> Prompt
Can you rewrite the paragraph of the news article below that begins "Mumbai: In an exemplary gesture" as a short bulleted list that keeps its main facts?

> Passage for review
──────
This Article is From Sep 07, 2017

14-Month-Old, 'Youngest Organ Donor' In Western India, Saves Life Of Girl

The baby was admitted to Surat's New Civil Hospital after he suffered a fall while playing. He was declared brain dead, after which a local NGO counselled his parents to donate his organs, the release said.

14-Month-Old, 'Youngest Organ Donor' In Western India, Saves Life Of Girl

14-month-old baby from Surat helped save 3-year-old's life after parents agreed to donate his organs

Mumbai: In an exemplary gesture, the parents of a brain dead 14-month-old boy from Surat donated his organs, including his heart, giving a new lease of life to a three-and-a-half year old girl in Mumbai.

This makes the baby the youngest donor in western India, according to a release issued by the Mumbai-based Fortis Hospital.

The baby was admitted to Surat's New Civil Hospital after he suffered a fall while playing. He was declared brain dead, after which a local NGO counselled his parents to donate his organs, the release said.

Following the consent of the parents, the baby's kidneys were retrieved and transported to the Institute of Kidney Diseases and Research Centre in Ahmedabad.
──────
Extracted data entries
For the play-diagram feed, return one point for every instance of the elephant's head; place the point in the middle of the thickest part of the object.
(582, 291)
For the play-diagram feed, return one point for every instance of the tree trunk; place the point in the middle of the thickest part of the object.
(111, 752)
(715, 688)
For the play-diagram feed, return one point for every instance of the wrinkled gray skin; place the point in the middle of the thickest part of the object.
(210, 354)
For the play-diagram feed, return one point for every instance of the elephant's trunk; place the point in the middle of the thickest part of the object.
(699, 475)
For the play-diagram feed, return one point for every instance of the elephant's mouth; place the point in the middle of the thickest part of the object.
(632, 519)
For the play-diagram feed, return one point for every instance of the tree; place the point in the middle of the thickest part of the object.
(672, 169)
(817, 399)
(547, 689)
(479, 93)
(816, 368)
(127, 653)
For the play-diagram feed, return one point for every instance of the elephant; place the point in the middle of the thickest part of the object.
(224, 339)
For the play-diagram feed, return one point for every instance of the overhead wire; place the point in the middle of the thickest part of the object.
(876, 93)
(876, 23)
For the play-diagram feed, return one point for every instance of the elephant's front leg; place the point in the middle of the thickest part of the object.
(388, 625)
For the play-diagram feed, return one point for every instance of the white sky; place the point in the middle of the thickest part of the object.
──────
> Exercise response
- A 14-month-old boy from Surat was brain dead.
- His parents donated his organs, including his heart.
- The donation gave a new lease of life to a three-and-a-half-year-old girl in Mumbai.